Copy out, exactly as written, only the line containing "Where can the gorilla's arm" and the lines after it through the end of the records.

## begin

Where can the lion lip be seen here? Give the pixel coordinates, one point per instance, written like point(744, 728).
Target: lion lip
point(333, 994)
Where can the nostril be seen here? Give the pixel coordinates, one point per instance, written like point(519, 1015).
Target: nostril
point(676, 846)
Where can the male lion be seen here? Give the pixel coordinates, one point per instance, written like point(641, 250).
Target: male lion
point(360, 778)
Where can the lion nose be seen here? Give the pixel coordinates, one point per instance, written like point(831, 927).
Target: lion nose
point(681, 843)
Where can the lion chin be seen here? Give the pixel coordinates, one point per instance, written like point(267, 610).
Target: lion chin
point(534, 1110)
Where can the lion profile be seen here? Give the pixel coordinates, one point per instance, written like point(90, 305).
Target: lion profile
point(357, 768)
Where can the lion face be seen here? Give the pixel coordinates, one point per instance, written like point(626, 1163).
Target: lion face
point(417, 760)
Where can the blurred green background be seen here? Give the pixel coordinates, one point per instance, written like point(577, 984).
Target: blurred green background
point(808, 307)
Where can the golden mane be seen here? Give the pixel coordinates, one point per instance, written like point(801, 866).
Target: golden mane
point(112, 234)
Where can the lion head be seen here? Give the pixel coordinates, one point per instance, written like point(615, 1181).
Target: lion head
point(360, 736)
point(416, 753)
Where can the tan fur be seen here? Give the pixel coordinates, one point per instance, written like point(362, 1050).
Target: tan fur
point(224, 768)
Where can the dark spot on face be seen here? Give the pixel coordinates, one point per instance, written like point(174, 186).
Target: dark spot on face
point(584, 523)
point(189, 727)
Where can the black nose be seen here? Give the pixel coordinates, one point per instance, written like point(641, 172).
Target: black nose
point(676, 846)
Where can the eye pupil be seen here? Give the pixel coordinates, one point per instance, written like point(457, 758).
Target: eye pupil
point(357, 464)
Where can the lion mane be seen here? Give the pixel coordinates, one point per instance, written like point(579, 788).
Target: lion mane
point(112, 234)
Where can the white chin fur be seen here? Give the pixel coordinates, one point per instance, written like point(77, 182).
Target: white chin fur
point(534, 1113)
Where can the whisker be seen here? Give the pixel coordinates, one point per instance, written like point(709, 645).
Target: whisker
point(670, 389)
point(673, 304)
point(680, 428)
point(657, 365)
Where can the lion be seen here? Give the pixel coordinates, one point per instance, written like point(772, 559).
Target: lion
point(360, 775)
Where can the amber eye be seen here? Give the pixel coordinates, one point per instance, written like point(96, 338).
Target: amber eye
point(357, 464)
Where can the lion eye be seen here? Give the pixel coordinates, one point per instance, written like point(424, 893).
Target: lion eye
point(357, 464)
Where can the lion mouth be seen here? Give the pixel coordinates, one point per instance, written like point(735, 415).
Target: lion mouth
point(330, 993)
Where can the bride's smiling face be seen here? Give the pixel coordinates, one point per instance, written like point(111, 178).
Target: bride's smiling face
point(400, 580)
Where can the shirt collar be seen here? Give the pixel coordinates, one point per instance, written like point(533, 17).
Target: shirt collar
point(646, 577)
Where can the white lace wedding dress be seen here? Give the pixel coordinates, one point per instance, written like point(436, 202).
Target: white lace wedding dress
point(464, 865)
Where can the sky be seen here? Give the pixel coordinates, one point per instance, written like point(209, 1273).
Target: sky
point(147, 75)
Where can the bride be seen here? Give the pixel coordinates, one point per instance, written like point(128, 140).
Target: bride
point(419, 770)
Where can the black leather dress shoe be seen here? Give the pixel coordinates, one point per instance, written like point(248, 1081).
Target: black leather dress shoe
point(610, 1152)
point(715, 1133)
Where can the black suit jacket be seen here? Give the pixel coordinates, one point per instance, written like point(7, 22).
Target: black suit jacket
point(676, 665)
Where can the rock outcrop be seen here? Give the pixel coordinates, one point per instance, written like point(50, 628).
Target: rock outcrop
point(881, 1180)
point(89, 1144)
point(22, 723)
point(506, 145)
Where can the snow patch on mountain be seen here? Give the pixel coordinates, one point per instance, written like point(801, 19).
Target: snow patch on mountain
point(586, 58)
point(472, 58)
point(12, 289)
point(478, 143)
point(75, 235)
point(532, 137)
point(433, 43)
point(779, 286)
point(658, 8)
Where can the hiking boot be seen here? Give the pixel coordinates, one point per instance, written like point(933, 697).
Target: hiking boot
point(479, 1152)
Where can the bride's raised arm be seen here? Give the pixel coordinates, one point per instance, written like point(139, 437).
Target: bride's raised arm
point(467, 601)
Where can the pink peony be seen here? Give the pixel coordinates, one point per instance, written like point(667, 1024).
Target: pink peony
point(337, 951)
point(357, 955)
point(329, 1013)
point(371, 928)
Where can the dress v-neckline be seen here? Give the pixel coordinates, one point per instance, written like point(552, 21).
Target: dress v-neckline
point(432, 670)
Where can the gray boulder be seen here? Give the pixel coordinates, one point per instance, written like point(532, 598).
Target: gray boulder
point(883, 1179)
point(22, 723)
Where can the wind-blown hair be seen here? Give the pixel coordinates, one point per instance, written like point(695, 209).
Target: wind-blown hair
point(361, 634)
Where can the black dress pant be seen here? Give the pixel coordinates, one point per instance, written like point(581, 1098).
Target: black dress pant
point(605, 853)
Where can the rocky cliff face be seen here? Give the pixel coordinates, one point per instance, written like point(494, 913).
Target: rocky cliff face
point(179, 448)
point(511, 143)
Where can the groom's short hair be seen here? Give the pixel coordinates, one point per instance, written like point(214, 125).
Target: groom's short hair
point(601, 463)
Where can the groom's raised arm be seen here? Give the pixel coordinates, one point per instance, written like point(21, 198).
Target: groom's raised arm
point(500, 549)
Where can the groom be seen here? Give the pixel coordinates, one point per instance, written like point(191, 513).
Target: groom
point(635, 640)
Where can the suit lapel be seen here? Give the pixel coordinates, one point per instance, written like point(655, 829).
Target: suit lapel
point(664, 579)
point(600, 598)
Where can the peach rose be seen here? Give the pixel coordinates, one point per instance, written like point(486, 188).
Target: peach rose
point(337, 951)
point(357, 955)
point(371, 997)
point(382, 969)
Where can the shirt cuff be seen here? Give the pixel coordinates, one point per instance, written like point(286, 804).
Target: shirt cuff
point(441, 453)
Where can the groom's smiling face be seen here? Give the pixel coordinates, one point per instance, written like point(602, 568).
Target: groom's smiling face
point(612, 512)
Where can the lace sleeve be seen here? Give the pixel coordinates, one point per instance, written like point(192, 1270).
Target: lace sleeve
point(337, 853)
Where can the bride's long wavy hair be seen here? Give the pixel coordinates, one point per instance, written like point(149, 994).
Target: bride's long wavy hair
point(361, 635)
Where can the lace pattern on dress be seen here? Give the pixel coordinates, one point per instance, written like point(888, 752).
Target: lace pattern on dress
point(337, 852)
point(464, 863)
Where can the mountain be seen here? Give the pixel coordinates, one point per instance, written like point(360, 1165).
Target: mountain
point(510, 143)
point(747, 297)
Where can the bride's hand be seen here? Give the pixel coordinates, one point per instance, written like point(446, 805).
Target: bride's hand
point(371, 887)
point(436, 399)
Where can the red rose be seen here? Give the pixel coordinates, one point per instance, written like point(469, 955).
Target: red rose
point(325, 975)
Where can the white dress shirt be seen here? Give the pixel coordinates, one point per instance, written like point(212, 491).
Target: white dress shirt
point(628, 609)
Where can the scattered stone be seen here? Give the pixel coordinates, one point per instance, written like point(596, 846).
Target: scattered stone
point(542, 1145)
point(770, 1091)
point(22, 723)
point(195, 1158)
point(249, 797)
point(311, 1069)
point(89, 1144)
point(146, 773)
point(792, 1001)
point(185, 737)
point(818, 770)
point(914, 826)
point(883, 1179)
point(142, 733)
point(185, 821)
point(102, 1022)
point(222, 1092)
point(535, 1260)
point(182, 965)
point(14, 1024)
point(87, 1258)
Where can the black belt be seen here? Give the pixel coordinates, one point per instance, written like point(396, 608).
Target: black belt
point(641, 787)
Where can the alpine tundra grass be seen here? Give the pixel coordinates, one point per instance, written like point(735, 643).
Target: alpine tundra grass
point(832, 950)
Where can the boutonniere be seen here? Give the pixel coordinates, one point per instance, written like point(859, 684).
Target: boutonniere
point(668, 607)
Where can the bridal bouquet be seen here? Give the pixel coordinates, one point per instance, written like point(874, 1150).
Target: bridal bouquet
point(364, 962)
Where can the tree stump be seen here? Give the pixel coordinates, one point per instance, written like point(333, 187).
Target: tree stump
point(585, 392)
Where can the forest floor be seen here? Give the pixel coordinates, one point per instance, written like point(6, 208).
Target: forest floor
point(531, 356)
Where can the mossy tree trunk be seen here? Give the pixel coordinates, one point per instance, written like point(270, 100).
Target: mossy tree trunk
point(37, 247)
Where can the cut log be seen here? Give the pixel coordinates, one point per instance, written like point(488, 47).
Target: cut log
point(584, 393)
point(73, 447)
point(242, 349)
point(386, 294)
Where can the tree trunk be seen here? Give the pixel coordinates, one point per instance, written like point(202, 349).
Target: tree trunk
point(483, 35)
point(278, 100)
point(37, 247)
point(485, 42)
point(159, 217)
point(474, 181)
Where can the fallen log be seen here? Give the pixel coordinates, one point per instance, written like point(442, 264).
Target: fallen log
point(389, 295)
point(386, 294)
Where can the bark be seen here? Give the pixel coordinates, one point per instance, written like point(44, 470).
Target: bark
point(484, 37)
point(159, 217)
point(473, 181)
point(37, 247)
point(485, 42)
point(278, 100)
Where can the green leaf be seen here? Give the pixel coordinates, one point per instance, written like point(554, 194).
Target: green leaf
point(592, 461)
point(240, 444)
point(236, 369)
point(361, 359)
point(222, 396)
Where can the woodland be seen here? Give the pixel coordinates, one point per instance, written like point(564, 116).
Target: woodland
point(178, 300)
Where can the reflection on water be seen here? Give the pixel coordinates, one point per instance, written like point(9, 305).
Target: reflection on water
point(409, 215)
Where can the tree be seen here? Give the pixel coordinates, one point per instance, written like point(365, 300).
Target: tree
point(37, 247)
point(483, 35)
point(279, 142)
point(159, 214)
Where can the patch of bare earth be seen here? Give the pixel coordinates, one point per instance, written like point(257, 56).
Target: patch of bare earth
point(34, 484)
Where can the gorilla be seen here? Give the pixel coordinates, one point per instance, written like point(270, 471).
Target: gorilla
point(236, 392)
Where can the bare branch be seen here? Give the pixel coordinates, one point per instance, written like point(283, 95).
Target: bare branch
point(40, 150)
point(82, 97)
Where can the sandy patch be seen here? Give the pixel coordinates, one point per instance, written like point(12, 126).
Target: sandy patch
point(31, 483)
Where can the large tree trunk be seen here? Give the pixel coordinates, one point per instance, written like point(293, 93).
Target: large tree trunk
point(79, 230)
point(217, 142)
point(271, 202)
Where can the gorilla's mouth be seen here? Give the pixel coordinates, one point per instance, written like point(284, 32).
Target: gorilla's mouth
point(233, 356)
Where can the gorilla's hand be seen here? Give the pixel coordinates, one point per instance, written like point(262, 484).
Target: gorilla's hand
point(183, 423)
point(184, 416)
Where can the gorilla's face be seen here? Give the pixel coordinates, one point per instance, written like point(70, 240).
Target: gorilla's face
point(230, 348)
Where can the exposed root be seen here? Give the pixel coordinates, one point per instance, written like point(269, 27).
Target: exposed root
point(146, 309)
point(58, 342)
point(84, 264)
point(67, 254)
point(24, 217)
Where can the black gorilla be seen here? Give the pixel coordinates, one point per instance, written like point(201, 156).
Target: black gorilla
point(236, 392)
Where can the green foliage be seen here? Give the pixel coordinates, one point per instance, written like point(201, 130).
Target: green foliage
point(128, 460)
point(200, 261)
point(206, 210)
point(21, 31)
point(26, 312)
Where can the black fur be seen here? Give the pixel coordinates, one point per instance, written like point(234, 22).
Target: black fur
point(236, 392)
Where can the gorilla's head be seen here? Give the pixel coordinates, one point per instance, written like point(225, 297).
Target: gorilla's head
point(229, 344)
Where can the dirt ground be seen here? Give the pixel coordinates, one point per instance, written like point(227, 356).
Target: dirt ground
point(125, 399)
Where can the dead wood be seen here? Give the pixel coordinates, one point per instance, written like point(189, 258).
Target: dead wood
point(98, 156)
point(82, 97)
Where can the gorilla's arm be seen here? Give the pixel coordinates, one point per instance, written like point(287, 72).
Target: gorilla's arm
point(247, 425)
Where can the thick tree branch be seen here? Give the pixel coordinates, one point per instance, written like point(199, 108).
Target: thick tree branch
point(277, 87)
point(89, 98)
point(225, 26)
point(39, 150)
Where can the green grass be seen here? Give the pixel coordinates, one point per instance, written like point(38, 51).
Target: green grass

## end

- EXERCISE OUTPUT -
Where can the gorilla's arm be seen here? Give the pixel coordinates, one point per instance, written like point(287, 72).
Target: gorilla's arm
point(247, 425)
Where can the thick tree branch be seen here? Give the pixel coordinates, one point per instance, written like point(199, 108).
Target: thick tree branch
point(277, 87)
point(89, 98)
point(225, 26)
point(39, 150)
Where can the green grass be seen here? Give the pixel coordinates, one point per instance, written like point(38, 51).
Target: green grass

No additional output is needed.